ASSIGNMENT — Send every record back word for word.

--- PROVIDED DATA Enclosed Below ---

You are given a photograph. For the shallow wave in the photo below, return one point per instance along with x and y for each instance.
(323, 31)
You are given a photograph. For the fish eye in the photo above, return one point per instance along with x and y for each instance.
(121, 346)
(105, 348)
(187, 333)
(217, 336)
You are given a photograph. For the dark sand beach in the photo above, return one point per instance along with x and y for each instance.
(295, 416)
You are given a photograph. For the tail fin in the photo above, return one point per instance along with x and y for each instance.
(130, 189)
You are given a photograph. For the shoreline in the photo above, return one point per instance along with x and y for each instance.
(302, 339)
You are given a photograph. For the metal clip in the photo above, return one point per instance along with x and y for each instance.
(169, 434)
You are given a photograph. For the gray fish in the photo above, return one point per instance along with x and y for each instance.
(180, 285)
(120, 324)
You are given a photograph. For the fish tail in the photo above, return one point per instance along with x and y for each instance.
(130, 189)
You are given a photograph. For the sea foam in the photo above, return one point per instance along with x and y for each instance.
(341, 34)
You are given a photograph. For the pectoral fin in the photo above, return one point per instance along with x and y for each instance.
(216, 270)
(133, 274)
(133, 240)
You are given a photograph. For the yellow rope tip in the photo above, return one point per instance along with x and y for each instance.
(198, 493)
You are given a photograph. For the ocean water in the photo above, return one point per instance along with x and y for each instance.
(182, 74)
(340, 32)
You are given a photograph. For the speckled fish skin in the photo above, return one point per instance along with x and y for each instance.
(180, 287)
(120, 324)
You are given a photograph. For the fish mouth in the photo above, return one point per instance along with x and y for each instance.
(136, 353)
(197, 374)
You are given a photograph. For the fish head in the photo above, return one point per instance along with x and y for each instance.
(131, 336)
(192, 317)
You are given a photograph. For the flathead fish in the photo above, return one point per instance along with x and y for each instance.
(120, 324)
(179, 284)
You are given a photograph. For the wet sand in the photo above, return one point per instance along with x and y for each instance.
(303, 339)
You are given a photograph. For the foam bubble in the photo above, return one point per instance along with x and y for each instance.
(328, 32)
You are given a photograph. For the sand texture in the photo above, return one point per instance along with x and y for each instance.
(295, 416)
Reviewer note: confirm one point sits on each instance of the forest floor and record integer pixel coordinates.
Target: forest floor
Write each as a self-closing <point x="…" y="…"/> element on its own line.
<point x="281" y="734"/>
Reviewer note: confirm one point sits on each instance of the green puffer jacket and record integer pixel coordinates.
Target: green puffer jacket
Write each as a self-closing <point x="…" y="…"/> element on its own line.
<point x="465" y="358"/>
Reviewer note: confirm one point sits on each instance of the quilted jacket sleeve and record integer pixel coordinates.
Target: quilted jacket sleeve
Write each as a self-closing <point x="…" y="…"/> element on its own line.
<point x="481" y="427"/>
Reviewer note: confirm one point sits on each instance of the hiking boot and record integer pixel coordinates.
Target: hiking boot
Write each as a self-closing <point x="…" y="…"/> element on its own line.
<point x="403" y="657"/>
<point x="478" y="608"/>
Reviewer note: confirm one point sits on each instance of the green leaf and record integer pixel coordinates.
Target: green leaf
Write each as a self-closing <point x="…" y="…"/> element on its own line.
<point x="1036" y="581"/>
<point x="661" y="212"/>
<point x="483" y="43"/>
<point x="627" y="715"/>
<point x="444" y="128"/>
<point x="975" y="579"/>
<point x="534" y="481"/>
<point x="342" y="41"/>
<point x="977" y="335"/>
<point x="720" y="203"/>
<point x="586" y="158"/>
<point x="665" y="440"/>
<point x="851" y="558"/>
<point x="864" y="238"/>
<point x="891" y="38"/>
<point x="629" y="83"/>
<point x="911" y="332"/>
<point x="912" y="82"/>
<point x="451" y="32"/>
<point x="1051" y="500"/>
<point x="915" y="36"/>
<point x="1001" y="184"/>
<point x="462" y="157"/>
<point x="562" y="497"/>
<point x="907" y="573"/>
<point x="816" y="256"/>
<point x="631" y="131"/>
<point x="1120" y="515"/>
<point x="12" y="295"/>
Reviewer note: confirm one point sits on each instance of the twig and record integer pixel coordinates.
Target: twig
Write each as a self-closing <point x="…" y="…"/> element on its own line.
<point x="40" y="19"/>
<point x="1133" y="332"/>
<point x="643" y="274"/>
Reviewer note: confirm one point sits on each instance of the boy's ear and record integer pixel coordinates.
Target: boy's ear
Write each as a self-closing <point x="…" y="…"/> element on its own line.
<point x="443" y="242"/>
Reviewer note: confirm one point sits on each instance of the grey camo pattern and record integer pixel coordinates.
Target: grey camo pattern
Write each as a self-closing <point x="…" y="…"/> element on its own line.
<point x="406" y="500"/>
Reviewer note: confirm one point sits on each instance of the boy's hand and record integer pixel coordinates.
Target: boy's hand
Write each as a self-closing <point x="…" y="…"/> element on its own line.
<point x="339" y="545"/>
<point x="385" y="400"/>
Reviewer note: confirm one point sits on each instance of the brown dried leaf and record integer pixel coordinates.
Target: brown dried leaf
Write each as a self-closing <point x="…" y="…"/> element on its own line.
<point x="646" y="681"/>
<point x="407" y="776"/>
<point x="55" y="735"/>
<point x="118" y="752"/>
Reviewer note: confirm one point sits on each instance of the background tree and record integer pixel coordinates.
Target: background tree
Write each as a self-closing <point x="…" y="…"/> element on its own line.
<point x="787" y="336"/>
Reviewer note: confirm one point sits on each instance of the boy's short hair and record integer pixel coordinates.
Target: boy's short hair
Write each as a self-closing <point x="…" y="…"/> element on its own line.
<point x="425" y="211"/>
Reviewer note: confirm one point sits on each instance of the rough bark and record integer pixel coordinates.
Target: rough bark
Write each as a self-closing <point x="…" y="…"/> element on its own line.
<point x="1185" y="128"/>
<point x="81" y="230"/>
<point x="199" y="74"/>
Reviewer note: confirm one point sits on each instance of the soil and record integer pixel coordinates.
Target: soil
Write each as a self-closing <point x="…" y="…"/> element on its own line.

--- End of Enclosed PROVIDED DATA ---

ANSWER BELOW —
You are given a photograph. For the shallow wave in the photo below, return one point per instance along with x and y for each instance.
(323, 31)
You are given a photograph. For the fish eye in the photo above, return one point per instance along with x and y for each instance.
(121, 346)
(105, 348)
(187, 333)
(217, 336)
You are given a photograph. For the dark sand beach in the photo above, return one point per instance along with x and y for each instance.
(295, 416)
You are given a photograph. For the tail fin in the photo above, return one point per instance along with x and y for each instance.
(130, 189)
You are given a photograph. For the shoreline in the photo above, return one point per instance along with x and y for each instance.
(302, 339)
You are given a photograph. For the metal clip in the photo above, return one point per instance along with x and y for each instance.
(169, 434)
You are given a photograph. For the gray fish in the photo above, return one point per instance along with x and y for each instance.
(180, 285)
(120, 324)
You are given a photograph. For the fish tail in the photo above, return one point per instance along with x and y for each instance.
(130, 189)
You are given a photograph. For the sea foam in the photo above, return one point per instance along with x and y for each instance.
(341, 34)
You are given a photograph. For the pectoral fin in the photo above, return one point per instance along with x and y for each instance.
(216, 270)
(133, 274)
(133, 240)
You are given a photograph. For the yellow rope tip in the photo above, return one point per instance along with x and y for each instance.
(198, 493)
You are given a photograph. For the ocean water in the photo above, return one point per instance along with x and y for each instance.
(182, 74)
(340, 32)
You are given a photograph. For the speckled fish skin in the photo above, return one point per instance along with x and y for each instance.
(180, 287)
(120, 324)
You are given a photograph. For the fish mouth in the photo above, return one point per instance along with x and y for each instance.
(136, 353)
(197, 374)
You are given a photograph. For the fish head in the photo above, return one point per instance along with x and y for each instance.
(131, 336)
(192, 317)
You are given a photograph. For the flathead fish in the photo above, return one point per instance along with x and y for each instance.
(120, 324)
(179, 284)
You are given a photograph. For the wet sand in the photo above, return one point per instance along with x and y for each instance.
(303, 339)
You are given a photograph. For the foam bubble in the photo above, return one point per instance along with x and y for each instance.
(328, 32)
You are given a photograph. For the sand texture in the photo above, return one point per instance along with x and y for each instance.
(295, 416)
Reviewer note: confirm one point sits on each instance of the forest floor and record integer pixel coordinates.
Target: forest floor
Write each as a self-closing <point x="…" y="…"/> element on its own line.
<point x="281" y="734"/>
Reviewer note: confirm one point sits on each instance of the green puffer jacket and record integer pixel coordinates.
Target: green puffer jacket
Write each as a self-closing <point x="…" y="…"/> element on its own line.
<point x="465" y="358"/>
Reviewer note: confirm one point sits on each instance of the quilted jacket sleeve and record integer pixel coordinates.
Target: quilted jacket sleeve
Write each as a self-closing <point x="…" y="…"/> element on its own line.
<point x="481" y="427"/>
Reviewer note: confirm one point sits on each instance of the hiking boot and record integer pixel coordinates.
Target: hiking boot
Write each as a self-closing <point x="…" y="…"/> element on its own line.
<point x="403" y="657"/>
<point x="478" y="608"/>
Reviewer note: confirm one point sits on each instance of the green leaf and record integer pixel coordinates.
Target: green leaf
Write each as a self-closing <point x="…" y="…"/> element on its own line.
<point x="1036" y="581"/>
<point x="661" y="212"/>
<point x="483" y="43"/>
<point x="627" y="715"/>
<point x="444" y="128"/>
<point x="975" y="579"/>
<point x="534" y="481"/>
<point x="342" y="41"/>
<point x="977" y="335"/>
<point x="720" y="203"/>
<point x="586" y="158"/>
<point x="665" y="440"/>
<point x="851" y="558"/>
<point x="864" y="238"/>
<point x="891" y="38"/>
<point x="629" y="83"/>
<point x="911" y="332"/>
<point x="912" y="82"/>
<point x="451" y="32"/>
<point x="1051" y="500"/>
<point x="915" y="36"/>
<point x="1001" y="184"/>
<point x="462" y="157"/>
<point x="562" y="497"/>
<point x="907" y="573"/>
<point x="816" y="256"/>
<point x="631" y="131"/>
<point x="1120" y="515"/>
<point x="12" y="295"/>
Reviewer note: confirm one point sits on each instance of the twig and record integer pixel coordinates.
Target: twig
Write each as a self-closing <point x="…" y="…"/> element on its own line.
<point x="40" y="19"/>
<point x="1133" y="332"/>
<point x="643" y="274"/>
Reviewer note: confirm one point sits on each instance of the boy's ear and record integer pixel coordinates.
Target: boy's ear
Write each as a self-closing <point x="…" y="…"/> element on its own line.
<point x="443" y="242"/>
Reviewer note: confirm one point sits on each instance of the grey camo pattern and record integer pixel coordinates.
Target: grey camo pattern
Write each as a self-closing <point x="…" y="…"/> element on its own line.
<point x="406" y="500"/>
Reviewer note: confirm one point sits on each instance of the boy's hand and record integer pixel coordinates.
Target: boy's hand
Write each as a self-closing <point x="…" y="…"/> element on its own line.
<point x="339" y="545"/>
<point x="385" y="400"/>
Reviewer note: confirm one point sits on each instance of the brown dried leaf and record integer pixel coordinates.
Target: brown dried leaf
Write each as a self-closing <point x="…" y="…"/> element on its own line.
<point x="646" y="681"/>
<point x="407" y="776"/>
<point x="55" y="735"/>
<point x="118" y="752"/>
Reviewer note: confirm one point sits on each instance of the background tree and record integer pixel coordinates.
Target: background tree
Write each as a self-closing <point x="…" y="…"/> element on its own line.
<point x="787" y="336"/>
Reviewer note: confirm one point sits on each instance of the boy's short hair and record integer pixel coordinates.
Target: boy's short hair
Write each as a self-closing <point x="…" y="…"/> element on its own line.
<point x="425" y="211"/>
Reviewer note: confirm one point sits on each instance of the rough bark and record integer pixel coordinates.
Target: rough bark
Write each as a self-closing <point x="…" y="…"/> element on its own line.
<point x="1185" y="128"/>
<point x="81" y="230"/>
<point x="199" y="74"/>
Reviewer note: confirm one point sits on each instance of the soil and record integer pixel coordinates.
Target: soil
Write each as a self-closing <point x="…" y="…"/> element on its own line.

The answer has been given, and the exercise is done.